### [INSTRUCTIONS TO FOLLOW]
Could you filter the records below and keep only the lines with the word "person"?

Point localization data

——————————

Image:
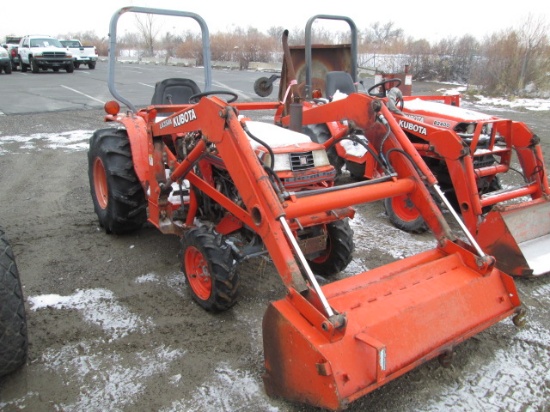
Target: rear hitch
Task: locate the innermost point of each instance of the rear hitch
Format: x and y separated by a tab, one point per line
520	318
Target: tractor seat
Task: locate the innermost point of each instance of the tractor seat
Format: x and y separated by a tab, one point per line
339	81
174	91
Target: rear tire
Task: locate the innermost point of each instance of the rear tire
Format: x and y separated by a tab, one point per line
209	267
262	87
23	65
119	200
339	251
34	66
404	215
13	322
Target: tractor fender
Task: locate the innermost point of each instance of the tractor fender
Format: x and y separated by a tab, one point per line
136	128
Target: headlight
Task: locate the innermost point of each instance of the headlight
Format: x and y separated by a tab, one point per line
281	161
320	158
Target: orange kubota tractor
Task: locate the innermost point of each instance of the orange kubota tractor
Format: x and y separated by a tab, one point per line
205	172
467	151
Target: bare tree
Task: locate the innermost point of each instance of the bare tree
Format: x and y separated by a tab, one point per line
533	38
148	30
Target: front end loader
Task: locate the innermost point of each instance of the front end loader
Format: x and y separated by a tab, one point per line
205	172
470	154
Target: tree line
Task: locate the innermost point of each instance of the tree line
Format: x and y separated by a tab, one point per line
513	61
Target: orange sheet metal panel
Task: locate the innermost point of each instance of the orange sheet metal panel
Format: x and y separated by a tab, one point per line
398	317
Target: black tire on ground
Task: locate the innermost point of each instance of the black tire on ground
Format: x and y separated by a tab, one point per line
263	87
34	66
339	251
119	200
13	321
210	269
23	65
404	215
319	133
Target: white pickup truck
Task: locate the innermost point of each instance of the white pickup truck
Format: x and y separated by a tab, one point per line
43	52
81	54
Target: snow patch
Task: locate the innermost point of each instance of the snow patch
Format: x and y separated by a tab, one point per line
229	390
98	306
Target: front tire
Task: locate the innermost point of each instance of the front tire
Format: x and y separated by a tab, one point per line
404	215
339	251
13	322
119	200
209	267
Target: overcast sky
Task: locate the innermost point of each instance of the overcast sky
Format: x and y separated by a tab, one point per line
427	19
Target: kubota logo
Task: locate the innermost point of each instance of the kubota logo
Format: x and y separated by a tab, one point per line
413	127
441	124
184	117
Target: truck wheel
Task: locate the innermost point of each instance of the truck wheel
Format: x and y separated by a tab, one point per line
209	267
34	66
404	215
13	322
339	249
119	200
319	133
24	67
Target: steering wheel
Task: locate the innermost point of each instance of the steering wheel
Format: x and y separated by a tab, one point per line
196	97
383	86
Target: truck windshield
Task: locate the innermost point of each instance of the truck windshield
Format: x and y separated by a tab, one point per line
45	43
70	43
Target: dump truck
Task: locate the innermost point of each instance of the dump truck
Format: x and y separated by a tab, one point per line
204	171
468	152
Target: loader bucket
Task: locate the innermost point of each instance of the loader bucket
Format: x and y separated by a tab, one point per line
398	317
518	236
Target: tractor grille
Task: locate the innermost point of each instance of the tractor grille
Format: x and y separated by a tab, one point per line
50	55
301	161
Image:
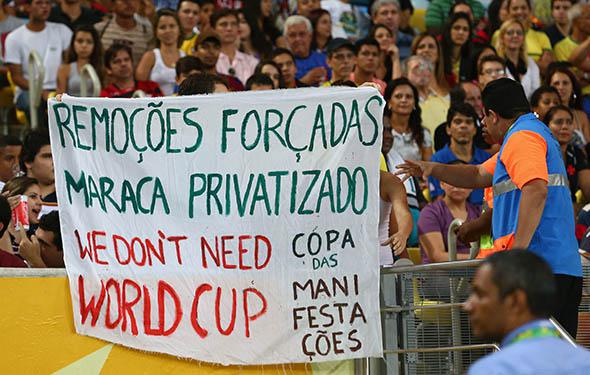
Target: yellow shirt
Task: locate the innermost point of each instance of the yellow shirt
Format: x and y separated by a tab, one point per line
563	51
188	45
537	42
434	111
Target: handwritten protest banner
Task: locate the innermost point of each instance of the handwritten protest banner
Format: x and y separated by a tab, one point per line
237	228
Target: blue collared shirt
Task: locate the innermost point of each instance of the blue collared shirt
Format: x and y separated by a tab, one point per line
534	356
445	156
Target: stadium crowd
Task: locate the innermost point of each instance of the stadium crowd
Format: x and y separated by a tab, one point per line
431	80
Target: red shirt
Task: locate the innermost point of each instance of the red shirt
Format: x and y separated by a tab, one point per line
151	89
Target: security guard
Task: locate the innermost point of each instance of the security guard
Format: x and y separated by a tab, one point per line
532	201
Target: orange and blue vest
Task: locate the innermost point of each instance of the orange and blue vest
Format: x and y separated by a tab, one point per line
554	239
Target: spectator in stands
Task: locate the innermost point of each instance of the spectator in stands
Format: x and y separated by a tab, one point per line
304	7
118	61
435	219
321	23
461	127
387	12
37	163
123	28
271	69
434	107
188	15
576	47
258	82
48	39
560	28
311	65
286	62
560	120
7	259
186	66
231	61
85	48
207	49
489	69
8	23
513	295
389	63
10	150
157	65
543	99
411	139
367	62
341	53
438	11
537	42
72	14
568	87
456	48
29	188
203	83
512	47
427	46
478	52
45	248
207	9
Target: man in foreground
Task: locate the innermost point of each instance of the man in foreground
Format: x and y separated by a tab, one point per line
510	303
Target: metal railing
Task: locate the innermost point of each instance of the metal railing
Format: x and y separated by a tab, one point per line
36	79
87	72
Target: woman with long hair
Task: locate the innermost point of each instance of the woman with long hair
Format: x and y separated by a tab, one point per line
158	64
426	45
389	64
456	48
564	80
85	48
321	21
263	32
512	48
560	119
412	141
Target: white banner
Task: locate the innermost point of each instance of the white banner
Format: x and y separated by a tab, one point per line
237	228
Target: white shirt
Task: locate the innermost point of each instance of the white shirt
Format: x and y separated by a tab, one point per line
49	43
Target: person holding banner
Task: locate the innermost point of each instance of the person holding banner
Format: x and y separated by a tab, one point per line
532	204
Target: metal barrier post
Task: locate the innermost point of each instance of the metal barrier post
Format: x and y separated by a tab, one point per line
36	78
88	70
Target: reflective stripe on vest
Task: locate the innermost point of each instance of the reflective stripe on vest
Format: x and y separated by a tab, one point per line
508	186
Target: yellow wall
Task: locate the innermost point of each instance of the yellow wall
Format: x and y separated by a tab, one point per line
38	337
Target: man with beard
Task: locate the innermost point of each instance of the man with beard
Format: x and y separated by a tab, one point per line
461	128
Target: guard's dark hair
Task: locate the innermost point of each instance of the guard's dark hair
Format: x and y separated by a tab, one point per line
462	108
187	64
50	222
506	97
200	83
521	269
259	79
5	214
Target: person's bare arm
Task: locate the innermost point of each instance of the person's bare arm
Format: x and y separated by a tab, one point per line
400	222
16	73
145	66
433	245
62	78
532	204
465	176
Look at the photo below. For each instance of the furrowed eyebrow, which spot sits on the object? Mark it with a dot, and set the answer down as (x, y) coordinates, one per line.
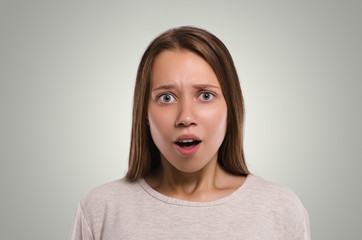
(197, 86)
(204, 86)
(163, 87)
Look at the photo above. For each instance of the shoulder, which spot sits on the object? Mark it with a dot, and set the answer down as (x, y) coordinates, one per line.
(277, 200)
(263, 189)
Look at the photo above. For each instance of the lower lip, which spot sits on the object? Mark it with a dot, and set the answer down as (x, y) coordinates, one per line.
(188, 151)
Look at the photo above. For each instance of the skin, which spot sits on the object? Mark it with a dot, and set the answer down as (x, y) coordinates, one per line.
(186, 98)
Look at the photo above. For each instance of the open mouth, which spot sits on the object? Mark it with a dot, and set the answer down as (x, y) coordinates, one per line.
(187, 143)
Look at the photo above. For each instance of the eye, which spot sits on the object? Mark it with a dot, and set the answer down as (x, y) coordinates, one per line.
(166, 98)
(206, 96)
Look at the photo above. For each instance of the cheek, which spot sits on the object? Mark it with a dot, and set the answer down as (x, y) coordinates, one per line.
(215, 119)
(159, 124)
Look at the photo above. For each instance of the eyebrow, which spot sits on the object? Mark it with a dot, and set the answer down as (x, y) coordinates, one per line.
(197, 86)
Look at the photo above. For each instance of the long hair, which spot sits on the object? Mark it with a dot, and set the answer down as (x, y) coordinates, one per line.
(144, 156)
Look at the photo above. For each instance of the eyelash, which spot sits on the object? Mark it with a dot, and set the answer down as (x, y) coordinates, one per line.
(159, 97)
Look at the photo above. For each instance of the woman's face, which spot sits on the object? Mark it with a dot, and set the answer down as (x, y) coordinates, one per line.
(187, 111)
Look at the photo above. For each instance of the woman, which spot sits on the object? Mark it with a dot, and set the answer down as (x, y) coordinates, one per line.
(187, 176)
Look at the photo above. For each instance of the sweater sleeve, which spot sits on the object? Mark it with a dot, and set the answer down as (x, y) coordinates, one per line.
(80, 230)
(303, 232)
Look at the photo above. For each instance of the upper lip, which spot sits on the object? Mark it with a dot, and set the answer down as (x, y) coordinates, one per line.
(188, 137)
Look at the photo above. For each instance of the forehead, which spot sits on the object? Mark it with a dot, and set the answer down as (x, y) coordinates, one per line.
(181, 67)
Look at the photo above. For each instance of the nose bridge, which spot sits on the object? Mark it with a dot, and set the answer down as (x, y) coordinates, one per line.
(186, 112)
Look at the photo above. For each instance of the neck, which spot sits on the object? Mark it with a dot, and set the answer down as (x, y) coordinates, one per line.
(184, 185)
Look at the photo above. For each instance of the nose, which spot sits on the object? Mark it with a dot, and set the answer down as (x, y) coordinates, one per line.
(185, 116)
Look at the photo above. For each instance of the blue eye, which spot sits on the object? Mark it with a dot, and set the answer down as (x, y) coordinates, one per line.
(206, 96)
(166, 98)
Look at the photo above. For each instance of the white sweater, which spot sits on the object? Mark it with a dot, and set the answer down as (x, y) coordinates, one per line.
(258, 209)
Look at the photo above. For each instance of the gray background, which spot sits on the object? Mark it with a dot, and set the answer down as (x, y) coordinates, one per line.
(67, 77)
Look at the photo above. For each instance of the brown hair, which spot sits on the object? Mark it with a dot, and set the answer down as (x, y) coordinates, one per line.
(144, 156)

——————————

### [YOUR SOLUTION]
Target: person holding banner
Task: locate the innermost point of each instance of the person holding banner
Target: person's bare arm
Task: locate the innermost point of each instance of the person's bare arm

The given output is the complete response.